• Exercise objective:
Collect each line of the data below that contains the word "shirt", copying every such line in full.

• Raw data:
== == ==

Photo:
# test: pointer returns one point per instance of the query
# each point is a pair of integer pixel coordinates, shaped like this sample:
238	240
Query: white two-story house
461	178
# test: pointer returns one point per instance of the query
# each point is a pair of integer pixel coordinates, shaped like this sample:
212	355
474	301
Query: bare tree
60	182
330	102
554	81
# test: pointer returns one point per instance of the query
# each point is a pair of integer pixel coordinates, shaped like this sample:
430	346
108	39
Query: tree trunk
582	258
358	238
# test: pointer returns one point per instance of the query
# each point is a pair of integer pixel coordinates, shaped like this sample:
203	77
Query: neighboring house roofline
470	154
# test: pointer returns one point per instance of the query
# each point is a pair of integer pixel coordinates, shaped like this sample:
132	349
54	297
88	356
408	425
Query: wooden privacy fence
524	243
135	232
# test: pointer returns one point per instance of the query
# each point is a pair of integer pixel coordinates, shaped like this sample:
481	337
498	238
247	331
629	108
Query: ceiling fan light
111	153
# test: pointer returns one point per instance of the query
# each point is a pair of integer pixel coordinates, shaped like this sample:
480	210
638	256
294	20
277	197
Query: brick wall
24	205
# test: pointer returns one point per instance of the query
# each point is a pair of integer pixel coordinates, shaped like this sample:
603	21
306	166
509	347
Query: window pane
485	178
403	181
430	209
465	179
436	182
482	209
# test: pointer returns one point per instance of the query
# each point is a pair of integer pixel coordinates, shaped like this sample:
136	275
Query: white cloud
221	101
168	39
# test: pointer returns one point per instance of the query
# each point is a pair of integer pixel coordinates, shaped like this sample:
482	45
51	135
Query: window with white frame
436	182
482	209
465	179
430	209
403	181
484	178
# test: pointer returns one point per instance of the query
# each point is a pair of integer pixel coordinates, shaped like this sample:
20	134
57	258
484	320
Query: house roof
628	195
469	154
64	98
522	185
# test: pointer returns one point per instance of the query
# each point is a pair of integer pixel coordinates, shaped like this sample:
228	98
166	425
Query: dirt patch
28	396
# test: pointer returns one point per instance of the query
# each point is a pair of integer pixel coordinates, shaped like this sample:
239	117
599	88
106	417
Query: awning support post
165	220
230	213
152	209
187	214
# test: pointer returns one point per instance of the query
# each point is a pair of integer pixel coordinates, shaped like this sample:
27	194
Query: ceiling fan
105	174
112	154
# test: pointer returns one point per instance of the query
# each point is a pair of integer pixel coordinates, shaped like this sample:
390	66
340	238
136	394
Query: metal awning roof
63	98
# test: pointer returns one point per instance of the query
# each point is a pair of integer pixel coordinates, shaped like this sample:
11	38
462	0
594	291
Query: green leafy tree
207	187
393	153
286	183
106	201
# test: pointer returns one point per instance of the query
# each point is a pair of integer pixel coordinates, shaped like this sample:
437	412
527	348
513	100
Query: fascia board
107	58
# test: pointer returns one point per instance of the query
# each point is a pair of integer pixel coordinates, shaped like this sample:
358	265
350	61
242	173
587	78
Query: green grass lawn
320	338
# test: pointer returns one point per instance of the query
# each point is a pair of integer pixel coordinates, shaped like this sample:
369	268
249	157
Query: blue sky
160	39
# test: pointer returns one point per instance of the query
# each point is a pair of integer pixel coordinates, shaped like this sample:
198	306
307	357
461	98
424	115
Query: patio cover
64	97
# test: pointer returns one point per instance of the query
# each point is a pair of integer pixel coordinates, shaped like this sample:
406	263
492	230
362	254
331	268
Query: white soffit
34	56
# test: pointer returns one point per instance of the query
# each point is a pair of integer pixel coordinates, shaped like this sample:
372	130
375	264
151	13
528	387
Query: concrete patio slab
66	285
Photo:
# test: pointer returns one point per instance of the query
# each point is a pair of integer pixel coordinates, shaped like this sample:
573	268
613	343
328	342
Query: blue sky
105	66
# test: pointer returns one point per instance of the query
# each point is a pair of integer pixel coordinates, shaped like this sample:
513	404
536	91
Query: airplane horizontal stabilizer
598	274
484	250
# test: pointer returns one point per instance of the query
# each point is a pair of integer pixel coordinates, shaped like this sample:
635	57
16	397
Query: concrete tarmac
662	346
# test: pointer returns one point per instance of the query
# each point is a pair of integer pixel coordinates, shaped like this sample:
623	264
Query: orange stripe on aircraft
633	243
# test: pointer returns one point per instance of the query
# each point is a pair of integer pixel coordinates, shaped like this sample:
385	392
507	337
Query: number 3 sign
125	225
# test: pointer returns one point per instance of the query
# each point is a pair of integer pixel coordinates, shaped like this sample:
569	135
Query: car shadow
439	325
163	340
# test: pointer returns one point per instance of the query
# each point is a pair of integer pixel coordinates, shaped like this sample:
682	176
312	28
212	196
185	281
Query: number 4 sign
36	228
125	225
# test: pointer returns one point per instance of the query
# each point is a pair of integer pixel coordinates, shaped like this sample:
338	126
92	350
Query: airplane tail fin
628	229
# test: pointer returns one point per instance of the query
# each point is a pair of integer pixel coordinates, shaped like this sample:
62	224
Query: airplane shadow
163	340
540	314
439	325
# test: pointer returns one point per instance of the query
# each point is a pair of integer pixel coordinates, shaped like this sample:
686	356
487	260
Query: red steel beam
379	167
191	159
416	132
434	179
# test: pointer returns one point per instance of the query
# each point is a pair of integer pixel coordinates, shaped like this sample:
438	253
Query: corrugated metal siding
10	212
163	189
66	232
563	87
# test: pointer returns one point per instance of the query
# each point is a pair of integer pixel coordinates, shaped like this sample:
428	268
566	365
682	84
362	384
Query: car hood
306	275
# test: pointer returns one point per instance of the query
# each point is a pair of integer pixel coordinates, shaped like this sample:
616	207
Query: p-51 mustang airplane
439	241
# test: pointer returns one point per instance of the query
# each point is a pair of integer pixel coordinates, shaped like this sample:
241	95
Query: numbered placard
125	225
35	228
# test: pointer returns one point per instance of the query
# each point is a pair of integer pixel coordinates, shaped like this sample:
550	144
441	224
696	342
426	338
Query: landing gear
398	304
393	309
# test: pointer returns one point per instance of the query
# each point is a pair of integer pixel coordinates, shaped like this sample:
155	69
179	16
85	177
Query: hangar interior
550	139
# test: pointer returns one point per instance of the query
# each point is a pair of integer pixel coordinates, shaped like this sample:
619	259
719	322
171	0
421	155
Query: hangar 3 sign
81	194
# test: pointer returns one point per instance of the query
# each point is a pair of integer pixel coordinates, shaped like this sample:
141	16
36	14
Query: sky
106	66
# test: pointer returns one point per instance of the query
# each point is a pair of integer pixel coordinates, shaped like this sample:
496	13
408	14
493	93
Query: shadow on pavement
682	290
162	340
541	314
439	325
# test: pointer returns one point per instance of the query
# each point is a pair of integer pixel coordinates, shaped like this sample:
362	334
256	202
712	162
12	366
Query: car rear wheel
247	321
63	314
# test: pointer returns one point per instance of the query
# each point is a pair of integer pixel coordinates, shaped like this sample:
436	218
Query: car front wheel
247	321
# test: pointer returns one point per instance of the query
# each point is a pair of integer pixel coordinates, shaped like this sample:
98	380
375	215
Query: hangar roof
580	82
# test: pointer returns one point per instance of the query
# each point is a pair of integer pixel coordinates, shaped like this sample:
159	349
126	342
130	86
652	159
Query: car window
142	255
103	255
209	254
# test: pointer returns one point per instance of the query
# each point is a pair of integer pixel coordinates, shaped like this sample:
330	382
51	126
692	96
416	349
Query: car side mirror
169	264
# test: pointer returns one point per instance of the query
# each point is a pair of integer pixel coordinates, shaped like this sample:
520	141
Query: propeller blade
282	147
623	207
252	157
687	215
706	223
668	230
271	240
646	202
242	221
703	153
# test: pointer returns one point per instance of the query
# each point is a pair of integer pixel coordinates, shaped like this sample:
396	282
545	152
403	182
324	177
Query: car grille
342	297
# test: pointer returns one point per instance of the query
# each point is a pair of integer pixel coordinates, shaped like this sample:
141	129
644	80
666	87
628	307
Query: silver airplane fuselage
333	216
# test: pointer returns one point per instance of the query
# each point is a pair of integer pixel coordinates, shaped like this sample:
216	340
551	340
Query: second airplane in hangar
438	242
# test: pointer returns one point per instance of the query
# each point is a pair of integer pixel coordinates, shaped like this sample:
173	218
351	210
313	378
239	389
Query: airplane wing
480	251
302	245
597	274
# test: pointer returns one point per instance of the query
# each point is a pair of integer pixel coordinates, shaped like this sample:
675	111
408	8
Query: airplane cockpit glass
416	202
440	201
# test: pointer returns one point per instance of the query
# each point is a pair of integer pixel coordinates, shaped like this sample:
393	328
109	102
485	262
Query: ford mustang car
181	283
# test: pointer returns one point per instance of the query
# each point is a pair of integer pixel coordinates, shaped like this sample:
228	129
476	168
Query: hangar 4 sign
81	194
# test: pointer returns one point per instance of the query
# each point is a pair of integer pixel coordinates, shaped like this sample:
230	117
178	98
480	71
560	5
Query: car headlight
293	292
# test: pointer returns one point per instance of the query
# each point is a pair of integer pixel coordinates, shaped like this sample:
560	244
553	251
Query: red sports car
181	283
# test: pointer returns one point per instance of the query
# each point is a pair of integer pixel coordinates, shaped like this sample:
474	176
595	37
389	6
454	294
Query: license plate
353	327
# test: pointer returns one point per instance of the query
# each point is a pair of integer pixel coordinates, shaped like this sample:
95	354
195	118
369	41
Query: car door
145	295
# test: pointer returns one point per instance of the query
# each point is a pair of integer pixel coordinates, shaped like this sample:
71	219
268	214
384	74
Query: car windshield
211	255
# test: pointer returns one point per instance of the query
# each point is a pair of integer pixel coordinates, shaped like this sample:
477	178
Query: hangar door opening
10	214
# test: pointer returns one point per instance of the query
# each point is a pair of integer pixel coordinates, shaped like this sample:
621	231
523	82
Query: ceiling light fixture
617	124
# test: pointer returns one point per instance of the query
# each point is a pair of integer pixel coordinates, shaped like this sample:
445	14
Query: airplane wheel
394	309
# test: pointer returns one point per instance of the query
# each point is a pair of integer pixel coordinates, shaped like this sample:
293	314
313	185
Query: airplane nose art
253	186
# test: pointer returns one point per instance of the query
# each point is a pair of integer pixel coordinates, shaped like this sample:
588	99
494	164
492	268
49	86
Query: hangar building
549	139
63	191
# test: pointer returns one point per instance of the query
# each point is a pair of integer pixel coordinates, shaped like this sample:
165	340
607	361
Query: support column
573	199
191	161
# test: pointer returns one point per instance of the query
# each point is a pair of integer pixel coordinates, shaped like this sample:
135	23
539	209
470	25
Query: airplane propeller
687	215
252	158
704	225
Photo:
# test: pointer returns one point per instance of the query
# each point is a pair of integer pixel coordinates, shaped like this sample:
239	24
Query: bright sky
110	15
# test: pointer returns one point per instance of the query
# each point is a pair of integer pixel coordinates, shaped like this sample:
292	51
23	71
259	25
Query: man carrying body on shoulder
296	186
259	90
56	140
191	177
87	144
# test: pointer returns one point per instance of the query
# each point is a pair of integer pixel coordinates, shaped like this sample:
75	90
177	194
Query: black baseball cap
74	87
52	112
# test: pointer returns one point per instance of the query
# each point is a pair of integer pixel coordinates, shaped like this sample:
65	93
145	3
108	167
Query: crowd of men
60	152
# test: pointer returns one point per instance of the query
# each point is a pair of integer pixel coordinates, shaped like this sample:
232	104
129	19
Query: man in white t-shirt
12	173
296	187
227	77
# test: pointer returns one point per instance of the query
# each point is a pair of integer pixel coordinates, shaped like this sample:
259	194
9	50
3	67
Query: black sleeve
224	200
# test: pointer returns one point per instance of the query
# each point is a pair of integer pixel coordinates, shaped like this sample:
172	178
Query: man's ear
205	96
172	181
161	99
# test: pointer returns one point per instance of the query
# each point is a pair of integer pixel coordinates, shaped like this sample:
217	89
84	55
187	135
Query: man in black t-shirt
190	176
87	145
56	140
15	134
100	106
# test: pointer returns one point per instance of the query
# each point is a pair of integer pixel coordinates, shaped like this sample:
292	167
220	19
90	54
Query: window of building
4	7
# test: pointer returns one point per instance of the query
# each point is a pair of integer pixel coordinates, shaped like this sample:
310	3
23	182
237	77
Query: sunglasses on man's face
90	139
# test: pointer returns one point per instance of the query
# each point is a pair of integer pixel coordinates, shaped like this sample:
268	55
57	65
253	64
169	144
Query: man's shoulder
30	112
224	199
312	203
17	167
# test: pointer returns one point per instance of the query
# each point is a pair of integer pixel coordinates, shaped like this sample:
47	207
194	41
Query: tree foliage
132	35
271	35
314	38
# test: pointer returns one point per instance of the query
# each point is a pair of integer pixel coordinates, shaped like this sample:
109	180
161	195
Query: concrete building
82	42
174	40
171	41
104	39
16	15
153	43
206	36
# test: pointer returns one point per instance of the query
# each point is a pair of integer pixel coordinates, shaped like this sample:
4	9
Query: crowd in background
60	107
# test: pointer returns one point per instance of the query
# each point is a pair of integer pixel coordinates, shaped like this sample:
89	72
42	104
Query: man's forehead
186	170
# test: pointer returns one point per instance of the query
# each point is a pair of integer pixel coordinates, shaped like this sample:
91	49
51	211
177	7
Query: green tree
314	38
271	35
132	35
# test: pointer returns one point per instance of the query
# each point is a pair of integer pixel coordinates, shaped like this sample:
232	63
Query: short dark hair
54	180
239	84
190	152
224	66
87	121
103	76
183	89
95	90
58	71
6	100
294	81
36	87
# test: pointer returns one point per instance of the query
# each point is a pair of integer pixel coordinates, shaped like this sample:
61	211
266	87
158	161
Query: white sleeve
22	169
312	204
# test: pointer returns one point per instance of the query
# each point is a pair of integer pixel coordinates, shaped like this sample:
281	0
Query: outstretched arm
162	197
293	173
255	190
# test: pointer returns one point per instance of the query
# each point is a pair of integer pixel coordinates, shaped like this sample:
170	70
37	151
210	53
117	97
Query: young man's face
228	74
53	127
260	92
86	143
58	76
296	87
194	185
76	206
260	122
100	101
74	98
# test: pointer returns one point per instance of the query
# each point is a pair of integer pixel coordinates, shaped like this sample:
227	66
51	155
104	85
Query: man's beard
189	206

== == ==

• Task response:
Query: man in white t-shirt
Query: man in black t-shirt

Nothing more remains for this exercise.